• [TASK GOAL]: Rewrite the lines from the one containing "Please tag the yellow" through the one containing "column 1080, row 49", changing "city skyline" to "urban skyline" and leaving everything else as it is.

[Point labeling data based on photos]
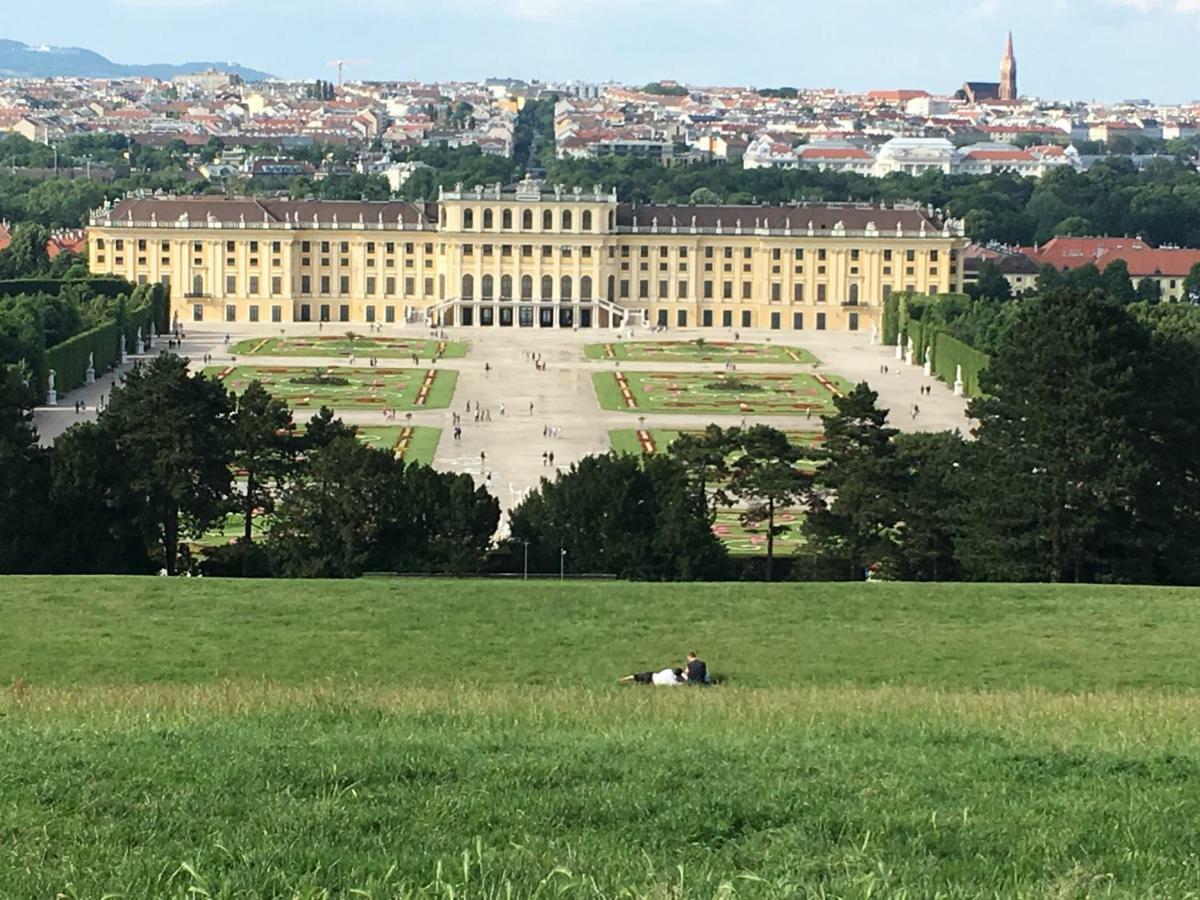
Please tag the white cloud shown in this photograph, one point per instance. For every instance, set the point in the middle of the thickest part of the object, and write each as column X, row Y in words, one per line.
column 1180, row 7
column 568, row 10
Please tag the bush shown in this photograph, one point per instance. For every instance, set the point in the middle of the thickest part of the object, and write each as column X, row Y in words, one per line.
column 949, row 353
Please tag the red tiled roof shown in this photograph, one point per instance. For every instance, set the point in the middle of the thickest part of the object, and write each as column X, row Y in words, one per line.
column 1141, row 258
column 834, row 153
column 1000, row 155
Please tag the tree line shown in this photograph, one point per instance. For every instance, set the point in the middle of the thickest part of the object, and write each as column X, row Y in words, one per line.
column 1083, row 465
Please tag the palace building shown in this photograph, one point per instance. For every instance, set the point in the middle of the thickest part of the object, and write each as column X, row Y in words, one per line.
column 528, row 256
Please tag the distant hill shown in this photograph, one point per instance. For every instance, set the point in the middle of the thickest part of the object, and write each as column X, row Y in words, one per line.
column 19, row 60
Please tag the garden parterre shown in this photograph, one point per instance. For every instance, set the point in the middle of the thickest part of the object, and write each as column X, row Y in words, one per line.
column 318, row 346
column 748, row 394
column 699, row 351
column 365, row 388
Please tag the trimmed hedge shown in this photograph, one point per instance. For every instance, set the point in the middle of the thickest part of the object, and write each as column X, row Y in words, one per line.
column 100, row 287
column 891, row 321
column 949, row 353
column 70, row 358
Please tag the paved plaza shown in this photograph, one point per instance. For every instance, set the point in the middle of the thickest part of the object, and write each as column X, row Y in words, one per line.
column 527, row 411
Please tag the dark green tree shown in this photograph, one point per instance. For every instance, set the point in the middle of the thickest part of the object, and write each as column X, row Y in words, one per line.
column 856, row 497
column 1117, row 282
column 24, row 478
column 1081, row 467
column 1150, row 291
column 1192, row 285
column 765, row 472
column 174, row 432
column 622, row 515
column 991, row 283
column 264, row 451
column 933, row 485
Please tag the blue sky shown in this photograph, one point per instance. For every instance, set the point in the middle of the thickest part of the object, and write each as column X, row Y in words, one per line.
column 1103, row 49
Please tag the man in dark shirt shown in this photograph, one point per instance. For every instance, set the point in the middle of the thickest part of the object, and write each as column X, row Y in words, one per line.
column 697, row 672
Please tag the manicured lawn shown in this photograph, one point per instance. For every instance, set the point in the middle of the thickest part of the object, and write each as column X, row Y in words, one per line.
column 750, row 540
column 463, row 738
column 628, row 441
column 339, row 346
column 699, row 352
column 413, row 443
column 797, row 394
column 391, row 388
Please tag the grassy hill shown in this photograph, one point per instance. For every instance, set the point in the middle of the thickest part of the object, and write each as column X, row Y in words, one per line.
column 467, row 738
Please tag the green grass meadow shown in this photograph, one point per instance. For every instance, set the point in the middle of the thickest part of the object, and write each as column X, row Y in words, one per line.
column 697, row 352
column 787, row 394
column 366, row 389
column 322, row 346
column 391, row 738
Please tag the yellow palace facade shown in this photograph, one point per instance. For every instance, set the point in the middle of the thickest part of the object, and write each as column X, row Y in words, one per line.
column 527, row 256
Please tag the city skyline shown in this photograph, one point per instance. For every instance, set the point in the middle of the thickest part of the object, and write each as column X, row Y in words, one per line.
column 630, row 41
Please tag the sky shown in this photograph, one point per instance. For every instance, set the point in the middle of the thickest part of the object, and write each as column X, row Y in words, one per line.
column 1080, row 49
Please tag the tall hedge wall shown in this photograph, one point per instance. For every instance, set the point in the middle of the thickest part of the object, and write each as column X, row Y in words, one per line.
column 70, row 358
column 100, row 287
column 949, row 353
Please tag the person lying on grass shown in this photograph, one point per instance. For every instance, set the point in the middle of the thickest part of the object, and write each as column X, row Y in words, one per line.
column 666, row 678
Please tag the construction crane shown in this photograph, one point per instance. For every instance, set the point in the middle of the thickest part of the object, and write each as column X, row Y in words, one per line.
column 339, row 63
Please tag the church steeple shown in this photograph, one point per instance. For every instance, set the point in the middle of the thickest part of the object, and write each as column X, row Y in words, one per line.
column 1008, row 72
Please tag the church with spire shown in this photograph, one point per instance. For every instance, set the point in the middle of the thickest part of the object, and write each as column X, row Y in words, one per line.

• [SOLUTION BELOW]:
Please tag the yellow palace facade shown in this photograph, one point per instance. For every instance, set the point in the middle of the thickest part of the object, and write each as column X, row Y in words, one per line.
column 527, row 256
Please tag the urban skyline shown in this photograph, one point per instance. For every instance, set the point in the middle of the thickest part of the object, and write each as column X, row Y in words, one per line.
column 630, row 41
Please tag the sky shown in this photograph, one point per instance. For every instance, set the point in the middle of the thickest part of the object, and write each as column X, row Y in words, one per line.
column 1080, row 49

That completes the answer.